* [Data shown]
.....
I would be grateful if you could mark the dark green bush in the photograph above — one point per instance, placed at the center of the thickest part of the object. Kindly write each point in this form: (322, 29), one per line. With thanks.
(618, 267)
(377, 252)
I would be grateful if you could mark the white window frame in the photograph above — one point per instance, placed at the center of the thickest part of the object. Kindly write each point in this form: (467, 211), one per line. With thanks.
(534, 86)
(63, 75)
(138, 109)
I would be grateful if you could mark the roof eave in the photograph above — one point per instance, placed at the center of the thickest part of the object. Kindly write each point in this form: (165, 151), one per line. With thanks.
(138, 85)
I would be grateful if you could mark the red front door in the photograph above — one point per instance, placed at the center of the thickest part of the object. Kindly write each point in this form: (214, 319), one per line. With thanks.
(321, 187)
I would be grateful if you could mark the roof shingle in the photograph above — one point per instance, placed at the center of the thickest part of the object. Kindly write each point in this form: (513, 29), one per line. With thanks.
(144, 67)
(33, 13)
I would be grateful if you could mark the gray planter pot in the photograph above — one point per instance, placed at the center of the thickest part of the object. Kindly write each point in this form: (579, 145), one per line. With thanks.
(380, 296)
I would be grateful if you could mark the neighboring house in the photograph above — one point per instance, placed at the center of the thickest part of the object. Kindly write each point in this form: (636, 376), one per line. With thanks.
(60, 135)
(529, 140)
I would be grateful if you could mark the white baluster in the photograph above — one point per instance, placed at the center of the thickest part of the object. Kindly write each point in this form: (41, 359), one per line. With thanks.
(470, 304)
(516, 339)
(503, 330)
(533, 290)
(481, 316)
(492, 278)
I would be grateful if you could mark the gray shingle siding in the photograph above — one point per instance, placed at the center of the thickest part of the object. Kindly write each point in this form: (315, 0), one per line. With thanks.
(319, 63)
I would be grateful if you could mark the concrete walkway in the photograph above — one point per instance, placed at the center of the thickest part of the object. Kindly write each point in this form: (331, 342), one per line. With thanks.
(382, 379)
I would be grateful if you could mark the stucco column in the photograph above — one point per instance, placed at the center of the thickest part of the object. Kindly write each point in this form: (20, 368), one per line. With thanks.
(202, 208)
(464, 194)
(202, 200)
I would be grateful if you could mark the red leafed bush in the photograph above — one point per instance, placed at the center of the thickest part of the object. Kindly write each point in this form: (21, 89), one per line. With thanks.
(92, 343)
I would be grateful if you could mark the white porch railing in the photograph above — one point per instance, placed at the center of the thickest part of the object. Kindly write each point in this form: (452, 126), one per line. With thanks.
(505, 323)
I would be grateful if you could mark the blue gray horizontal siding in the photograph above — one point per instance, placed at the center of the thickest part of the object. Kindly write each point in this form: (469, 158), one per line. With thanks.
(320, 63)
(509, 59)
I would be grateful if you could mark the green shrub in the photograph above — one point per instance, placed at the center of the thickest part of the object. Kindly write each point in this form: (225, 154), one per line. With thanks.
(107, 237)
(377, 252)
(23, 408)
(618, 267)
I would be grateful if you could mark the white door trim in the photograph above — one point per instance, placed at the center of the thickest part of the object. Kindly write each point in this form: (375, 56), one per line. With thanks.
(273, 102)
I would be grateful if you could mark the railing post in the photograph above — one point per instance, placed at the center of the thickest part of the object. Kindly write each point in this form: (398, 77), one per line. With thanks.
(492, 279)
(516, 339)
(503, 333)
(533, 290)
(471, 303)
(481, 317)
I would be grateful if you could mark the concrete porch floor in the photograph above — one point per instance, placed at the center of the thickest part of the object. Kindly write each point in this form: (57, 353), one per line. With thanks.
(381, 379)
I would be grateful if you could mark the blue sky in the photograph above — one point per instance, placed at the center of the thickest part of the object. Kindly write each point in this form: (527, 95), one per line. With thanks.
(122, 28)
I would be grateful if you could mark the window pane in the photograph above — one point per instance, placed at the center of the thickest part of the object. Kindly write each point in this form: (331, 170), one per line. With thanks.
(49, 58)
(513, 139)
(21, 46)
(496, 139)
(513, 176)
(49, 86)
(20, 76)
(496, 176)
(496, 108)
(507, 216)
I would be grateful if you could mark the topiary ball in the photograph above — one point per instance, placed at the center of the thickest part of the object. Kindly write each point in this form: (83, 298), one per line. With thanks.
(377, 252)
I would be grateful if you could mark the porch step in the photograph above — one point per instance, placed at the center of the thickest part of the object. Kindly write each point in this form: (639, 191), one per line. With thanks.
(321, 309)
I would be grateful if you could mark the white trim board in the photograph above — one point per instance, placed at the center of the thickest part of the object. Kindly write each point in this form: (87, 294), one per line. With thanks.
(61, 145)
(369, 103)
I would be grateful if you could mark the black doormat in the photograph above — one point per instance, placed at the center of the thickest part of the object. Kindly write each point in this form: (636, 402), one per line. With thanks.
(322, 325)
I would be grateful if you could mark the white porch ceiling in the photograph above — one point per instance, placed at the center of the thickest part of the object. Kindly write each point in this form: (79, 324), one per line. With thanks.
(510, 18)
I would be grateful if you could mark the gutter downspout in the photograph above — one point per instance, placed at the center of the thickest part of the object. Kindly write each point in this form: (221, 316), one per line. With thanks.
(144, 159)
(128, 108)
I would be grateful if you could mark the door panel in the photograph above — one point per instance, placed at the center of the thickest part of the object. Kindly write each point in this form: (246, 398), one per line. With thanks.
.....
* [Set task]
Rewrite everything from the line containing "324), one per line. With thanks." down to the end of the material, keeping the requests unchanged and multiplying each point coordinate in the answers by 1.25, rounded to the nearest whole number with halves rounded up. Give only those lines.

* [Exercise output]
I would be grateful if you could mark the white porch ceiling in the photograph above — one point per instance, placed at the center of the thickest part of the object. Kindly write each point in this form: (79, 324), one per line. With thanks.
(638, 23)
I would be grateful if you could mark the gutter downspout in the photograph above — one point per instance, placed at the center of the thickest part of the object. Kindly write each point in this form: (221, 316), one per line. With thanks.
(180, 199)
(160, 135)
I would be grateful if you could mark the door panel in the photograph above — one point per instance, placed at the center of the thickest part of the object. Kindly write each point in this form: (246, 398), one per line. With thanks.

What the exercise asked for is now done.